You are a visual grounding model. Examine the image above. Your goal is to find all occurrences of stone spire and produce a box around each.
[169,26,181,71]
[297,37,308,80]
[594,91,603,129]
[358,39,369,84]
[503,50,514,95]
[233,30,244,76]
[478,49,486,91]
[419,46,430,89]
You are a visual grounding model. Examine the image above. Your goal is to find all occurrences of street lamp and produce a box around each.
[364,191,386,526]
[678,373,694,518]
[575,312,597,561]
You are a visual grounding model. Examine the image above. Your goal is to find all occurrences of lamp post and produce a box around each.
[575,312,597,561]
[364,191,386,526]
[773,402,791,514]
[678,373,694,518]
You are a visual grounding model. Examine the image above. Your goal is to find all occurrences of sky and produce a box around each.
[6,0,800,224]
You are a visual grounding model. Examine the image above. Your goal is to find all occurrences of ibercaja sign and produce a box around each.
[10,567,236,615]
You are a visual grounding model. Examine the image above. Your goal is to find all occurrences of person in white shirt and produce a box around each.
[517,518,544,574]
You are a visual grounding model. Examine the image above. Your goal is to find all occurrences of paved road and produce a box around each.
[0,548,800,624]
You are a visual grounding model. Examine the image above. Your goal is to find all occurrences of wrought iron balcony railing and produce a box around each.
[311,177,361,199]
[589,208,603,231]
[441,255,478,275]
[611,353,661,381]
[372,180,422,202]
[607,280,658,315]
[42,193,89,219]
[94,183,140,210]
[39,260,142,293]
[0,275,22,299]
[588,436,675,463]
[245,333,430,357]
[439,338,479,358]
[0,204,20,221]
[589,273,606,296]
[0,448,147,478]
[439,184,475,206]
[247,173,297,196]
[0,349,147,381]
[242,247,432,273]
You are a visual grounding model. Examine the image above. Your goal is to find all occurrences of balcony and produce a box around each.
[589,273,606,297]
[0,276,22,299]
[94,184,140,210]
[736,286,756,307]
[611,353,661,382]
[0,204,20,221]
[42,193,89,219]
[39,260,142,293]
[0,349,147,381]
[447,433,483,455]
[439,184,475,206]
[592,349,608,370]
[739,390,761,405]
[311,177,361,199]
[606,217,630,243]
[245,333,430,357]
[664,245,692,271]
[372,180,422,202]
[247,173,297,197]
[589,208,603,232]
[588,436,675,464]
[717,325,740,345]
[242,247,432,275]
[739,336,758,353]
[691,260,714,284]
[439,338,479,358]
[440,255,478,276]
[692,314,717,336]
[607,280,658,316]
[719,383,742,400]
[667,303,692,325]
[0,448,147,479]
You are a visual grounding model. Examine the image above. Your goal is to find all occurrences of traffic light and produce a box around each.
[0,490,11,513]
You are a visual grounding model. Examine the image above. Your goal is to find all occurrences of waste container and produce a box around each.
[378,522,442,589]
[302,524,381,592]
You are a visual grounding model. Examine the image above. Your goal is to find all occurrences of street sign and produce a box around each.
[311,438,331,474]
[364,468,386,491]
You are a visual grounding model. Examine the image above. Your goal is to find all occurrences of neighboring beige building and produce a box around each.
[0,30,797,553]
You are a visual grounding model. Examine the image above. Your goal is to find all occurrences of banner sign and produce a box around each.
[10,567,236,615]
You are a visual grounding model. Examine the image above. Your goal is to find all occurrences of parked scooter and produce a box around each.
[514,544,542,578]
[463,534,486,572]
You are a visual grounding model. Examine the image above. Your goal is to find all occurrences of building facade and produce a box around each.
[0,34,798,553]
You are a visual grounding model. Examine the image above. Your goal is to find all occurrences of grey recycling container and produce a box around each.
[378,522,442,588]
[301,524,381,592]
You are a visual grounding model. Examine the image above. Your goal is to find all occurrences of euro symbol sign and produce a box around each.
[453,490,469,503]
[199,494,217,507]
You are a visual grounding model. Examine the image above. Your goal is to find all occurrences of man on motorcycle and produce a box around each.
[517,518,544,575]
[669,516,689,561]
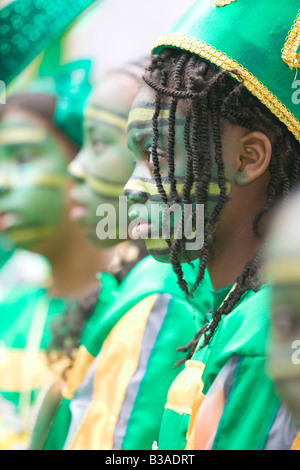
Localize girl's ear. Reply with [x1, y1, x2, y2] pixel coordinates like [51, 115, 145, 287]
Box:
[234, 132, 272, 186]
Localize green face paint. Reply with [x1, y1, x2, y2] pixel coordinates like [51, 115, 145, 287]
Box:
[125, 85, 230, 262]
[69, 75, 134, 248]
[0, 111, 67, 250]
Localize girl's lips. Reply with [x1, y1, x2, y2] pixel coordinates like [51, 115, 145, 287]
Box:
[70, 206, 88, 220]
[131, 222, 151, 239]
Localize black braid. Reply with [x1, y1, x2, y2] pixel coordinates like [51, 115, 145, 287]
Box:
[144, 49, 300, 358]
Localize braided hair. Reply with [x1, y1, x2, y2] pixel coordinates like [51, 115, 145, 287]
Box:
[143, 49, 300, 362]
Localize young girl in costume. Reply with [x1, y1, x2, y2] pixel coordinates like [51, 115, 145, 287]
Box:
[126, 0, 300, 449]
[31, 64, 210, 450]
[0, 61, 115, 448]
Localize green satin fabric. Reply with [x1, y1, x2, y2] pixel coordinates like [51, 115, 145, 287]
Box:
[154, 0, 300, 135]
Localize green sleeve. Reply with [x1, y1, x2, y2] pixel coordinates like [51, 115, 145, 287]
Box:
[212, 356, 279, 450]
[43, 398, 71, 450]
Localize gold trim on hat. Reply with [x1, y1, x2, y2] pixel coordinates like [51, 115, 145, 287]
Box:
[152, 33, 300, 142]
[214, 0, 235, 7]
[281, 10, 300, 69]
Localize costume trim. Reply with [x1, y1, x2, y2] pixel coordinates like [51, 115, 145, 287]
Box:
[281, 10, 300, 69]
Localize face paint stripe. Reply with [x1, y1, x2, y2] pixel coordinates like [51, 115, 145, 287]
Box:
[0, 127, 47, 145]
[84, 103, 128, 121]
[85, 108, 127, 132]
[81, 165, 125, 187]
[86, 175, 124, 197]
[131, 101, 170, 113]
[124, 178, 230, 196]
[7, 226, 56, 244]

▬▬▬

SET TASK: Rewrite all of the material above with "pixel coordinates" changed to "pixel positions" wherever it appears and nothing else altered. Leave the pictures out of your answer.

CORRECT OUTPUT:
You are a visual grounding model. Examine the image above. Your goal is to find all occurrences of stone spire and produce a box around each.
[169,26,181,71]
[297,37,308,80]
[594,91,603,129]
[358,39,369,84]
[503,50,514,95]
[233,30,244,76]
[478,49,486,91]
[419,46,430,89]
You are a visual grounding model. Examine the image above. Your goal is to find all occurrences of street lamp and produce a box around each.
[364,191,386,526]
[678,373,694,518]
[575,312,597,561]
You are a visual grounding model. Examine the image above. Your goal is to find all occurrences of lamp post and produce a box around each.
[575,312,597,561]
[364,191,386,526]
[773,402,791,514]
[678,373,694,518]
You are a visual grounding model. Examine the image above. Your goal is to find all occurrences of sky and produce a box around each.
[6,0,800,224]
You are a visual grounding model. Examine the image above. Your goal is to find all occurrences of ibercaja sign and produce a box around each.
[10,567,236,615]
You are a visual grounding model. Examine the image above. Your goal is to find all occurrences of person in white shirt and produce a box around each.
[517,518,544,574]
You are a visual grounding model. Examine the image above. Your goal is to find all occurrences of paved road and produce a box around each.
[0,548,800,624]
You are a visual grounding model. Examine the image above. Your goal is to find all occurrences of wrought iron balcony railing and produce a box around each.
[311,177,361,199]
[589,208,603,231]
[441,255,478,275]
[611,353,661,381]
[372,180,422,202]
[607,280,658,315]
[42,193,89,219]
[94,183,140,210]
[39,260,142,293]
[0,275,22,299]
[588,436,675,463]
[245,333,430,357]
[439,338,479,358]
[0,204,20,221]
[589,273,606,296]
[0,448,147,478]
[439,184,475,206]
[247,173,297,196]
[0,349,147,381]
[242,247,432,273]
You are a visual grounding model. Examine the image above. Your goal is to find all occurrences of balcony and produce a box around each.
[589,273,606,297]
[0,276,22,299]
[94,184,140,210]
[736,286,756,307]
[611,353,661,382]
[0,204,20,221]
[42,193,89,219]
[39,260,142,293]
[0,349,147,381]
[447,433,483,455]
[439,184,475,206]
[592,349,608,370]
[739,390,761,405]
[311,177,361,199]
[606,217,630,243]
[245,333,430,357]
[664,245,692,271]
[372,180,422,202]
[247,173,297,197]
[589,208,603,232]
[588,436,675,464]
[717,325,740,345]
[242,247,432,275]
[739,336,758,353]
[691,260,714,284]
[439,338,479,358]
[440,255,478,276]
[692,314,717,336]
[607,280,658,316]
[719,383,742,400]
[667,303,692,325]
[0,448,147,479]
You are a visual grounding model. Examine the image above. Your goal is to find all occurrences of traffic light and produce a box around each.
[0,490,11,513]
You are a visual grounding model. Examine the image above. Your goal is to find all occurrences of waste container and produce a box around each.
[378,522,442,589]
[302,524,381,592]
You are a visual grounding model. Examine the image above. Your goal is to find all occurrences of street sign and produce a box around each.
[311,438,331,474]
[364,468,386,491]
You are a visual grounding model. Examine the image above. Your goal is to find all occurrences of neighboring beige building and produce a box around each.
[0,30,797,553]
You are a visual grounding model. Examine the image above. Your goal is to find all occurrences of banner sign and produce a box around each.
[10,567,236,615]
You are a visual grounding model. Examine the image above. Your goal is to find all occurrences of parked scooter and produce a box around each.
[514,544,542,578]
[463,534,486,572]
You are a visual grounding model. Examine the image above. Your goal is to find all occurrences of building facade and produce a box around each.
[0,34,798,553]
You are a visual grounding model. Examine the image above. Your goal is to find all occurrences of grey recycling container and produce a box around each.
[378,522,442,588]
[301,524,381,592]
You are a visual grounding model. Examine the image above. Your goal is to find all occurrences of euro symbol sign and produce a box around each.
[453,490,469,503]
[199,494,217,507]
You are a visual grounding model. Examine the image above. Your goal is to find all occurrences of man on motorcycle and produce a box around each.
[517,518,544,575]
[669,516,689,561]
Localize girl's ear. Reply with [x1, y1, x2, y2] pixel positions like [51, 115, 145, 287]
Box:
[234, 132, 272, 186]
Localize green face paint. Reply with [x1, y1, x2, y2] pixel positions like [51, 115, 145, 287]
Box:
[125, 85, 230, 262]
[69, 75, 134, 248]
[0, 111, 67, 250]
Localize girl's lips. Reply with [x1, y1, x2, y2] pixel positions like [51, 115, 145, 287]
Box:
[70, 206, 88, 220]
[131, 222, 151, 239]
Localize black braid. Reply with [x1, y1, x2, y2] pixel positions like [51, 115, 145, 287]
Box:
[144, 49, 300, 358]
Localize braided hair. Reply with [x1, y1, x2, y2] pixel positions like [51, 115, 145, 287]
Box:
[143, 49, 300, 362]
Localize young girl in costume. Reply with [x1, y1, x2, y2] pixel positions like [51, 115, 145, 287]
Box:
[126, 0, 300, 449]
[31, 64, 210, 450]
[0, 61, 115, 448]
Localize green satin fabric. Reply with [x1, y1, x2, y2] pixel positions like [51, 115, 145, 287]
Box:
[154, 0, 300, 135]
Localize green sleeve. Reply with [x1, y1, x2, y2] pixel positions like [51, 115, 145, 287]
Box:
[212, 356, 279, 450]
[43, 398, 71, 450]
Localize gold trim on hat. Reply with [x1, y1, x2, y2] pixel positions like [51, 115, 145, 287]
Box:
[152, 33, 300, 142]
[214, 0, 235, 7]
[281, 10, 300, 69]
Localize costume trim. Reply with [x1, y1, x2, y2] pixel positions like [51, 115, 145, 287]
Box:
[281, 10, 300, 69]
Localize face paint stripe. Reply with [x1, y1, x2, y2] pixel positions like [51, 115, 145, 287]
Box:
[0, 127, 47, 145]
[84, 103, 128, 121]
[85, 108, 127, 132]
[81, 165, 125, 187]
[86, 175, 124, 197]
[131, 101, 170, 113]
[124, 178, 230, 196]
[7, 226, 56, 244]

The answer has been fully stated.